» DESCRIPTION OF THE TASK
Copy every entry exactly as given, minus the images.

» DATA SHOWN
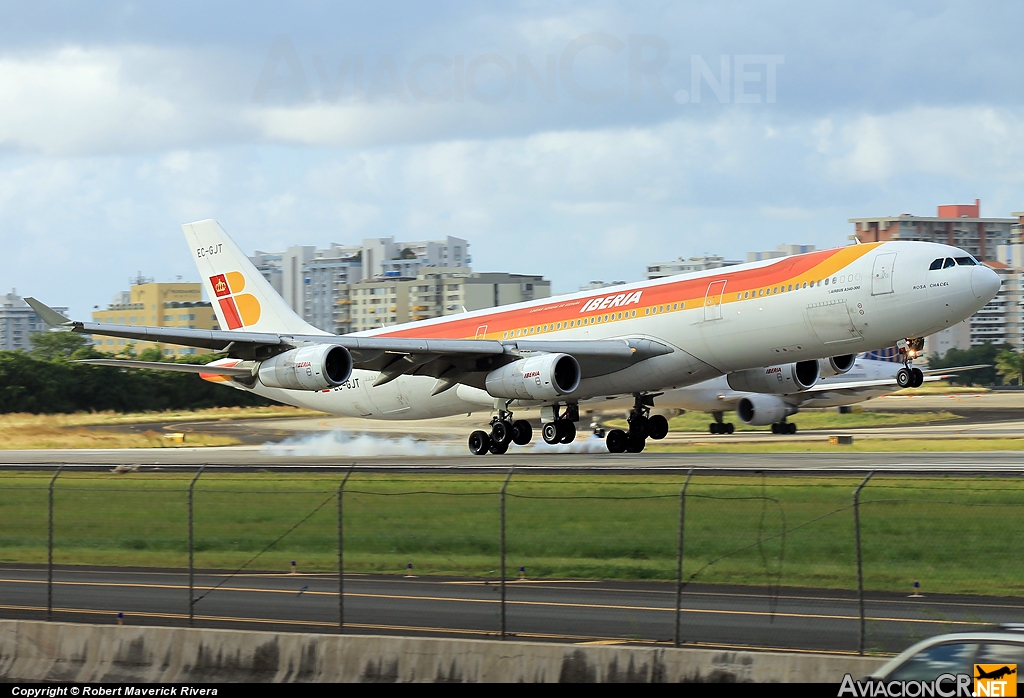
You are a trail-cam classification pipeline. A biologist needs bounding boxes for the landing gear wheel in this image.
[787,422,797,435]
[771,423,779,434]
[628,416,649,438]
[725,423,735,434]
[511,420,533,445]
[896,367,912,388]
[911,367,924,388]
[606,429,628,453]
[469,430,491,456]
[559,421,576,444]
[625,433,646,453]
[709,423,720,435]
[542,422,561,445]
[491,420,513,446]
[647,415,669,440]
[488,440,509,455]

» RESPONSE TO THE EXERCISE
You are a trail-cam classification pipeline. A biologist needs bounding boxes for the landing gear wheel in this image.
[787,422,797,435]
[771,423,779,434]
[628,416,649,438]
[725,423,735,434]
[511,420,533,445]
[896,367,912,388]
[911,367,924,388]
[606,429,628,453]
[469,430,491,456]
[559,421,576,444]
[625,433,646,453]
[709,423,720,435]
[542,422,561,445]
[491,420,513,446]
[647,415,669,440]
[488,440,509,455]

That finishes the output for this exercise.